About this task: All lines holding the word "bottle" in the listing below need to be copied.
(Data to process begins)
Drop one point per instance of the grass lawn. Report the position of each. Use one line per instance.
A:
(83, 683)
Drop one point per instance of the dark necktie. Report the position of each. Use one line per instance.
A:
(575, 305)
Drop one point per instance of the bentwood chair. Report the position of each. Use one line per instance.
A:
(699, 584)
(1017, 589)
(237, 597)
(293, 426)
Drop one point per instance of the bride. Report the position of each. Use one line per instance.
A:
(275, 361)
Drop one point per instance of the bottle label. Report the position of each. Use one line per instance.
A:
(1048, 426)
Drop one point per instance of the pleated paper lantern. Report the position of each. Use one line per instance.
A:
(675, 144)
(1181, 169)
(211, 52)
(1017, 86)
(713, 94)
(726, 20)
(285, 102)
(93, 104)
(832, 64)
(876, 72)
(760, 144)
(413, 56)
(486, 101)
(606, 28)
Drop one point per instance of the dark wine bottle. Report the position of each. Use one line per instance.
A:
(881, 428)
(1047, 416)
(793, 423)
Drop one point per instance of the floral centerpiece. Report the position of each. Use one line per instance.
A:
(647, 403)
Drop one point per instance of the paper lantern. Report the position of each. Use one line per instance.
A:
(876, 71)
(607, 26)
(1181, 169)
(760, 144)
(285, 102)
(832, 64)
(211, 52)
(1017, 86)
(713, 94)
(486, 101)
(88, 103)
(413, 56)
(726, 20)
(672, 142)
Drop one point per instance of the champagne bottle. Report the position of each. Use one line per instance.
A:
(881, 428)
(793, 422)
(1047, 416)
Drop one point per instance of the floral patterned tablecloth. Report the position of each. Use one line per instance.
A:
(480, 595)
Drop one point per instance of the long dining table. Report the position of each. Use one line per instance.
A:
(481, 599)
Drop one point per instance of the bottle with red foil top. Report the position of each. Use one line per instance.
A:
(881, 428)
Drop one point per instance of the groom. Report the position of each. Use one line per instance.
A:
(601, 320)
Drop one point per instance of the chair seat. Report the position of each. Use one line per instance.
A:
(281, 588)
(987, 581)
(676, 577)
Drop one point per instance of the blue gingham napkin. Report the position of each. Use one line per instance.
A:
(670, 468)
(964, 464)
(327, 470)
(Data to process ends)
Result for this exercise:
Drop one point per instance of the bottle label. Report the position of each. Use one line per instance.
Drop one point per instance of the dark wine bottle. Report the position of each. Use one line per instance.
Drop one point per instance of the champagne bottle. Report the position of each. Use one line per instance.
Drop one point per instance of the bottle with red foil top. Report the position of each. Use one line per instance.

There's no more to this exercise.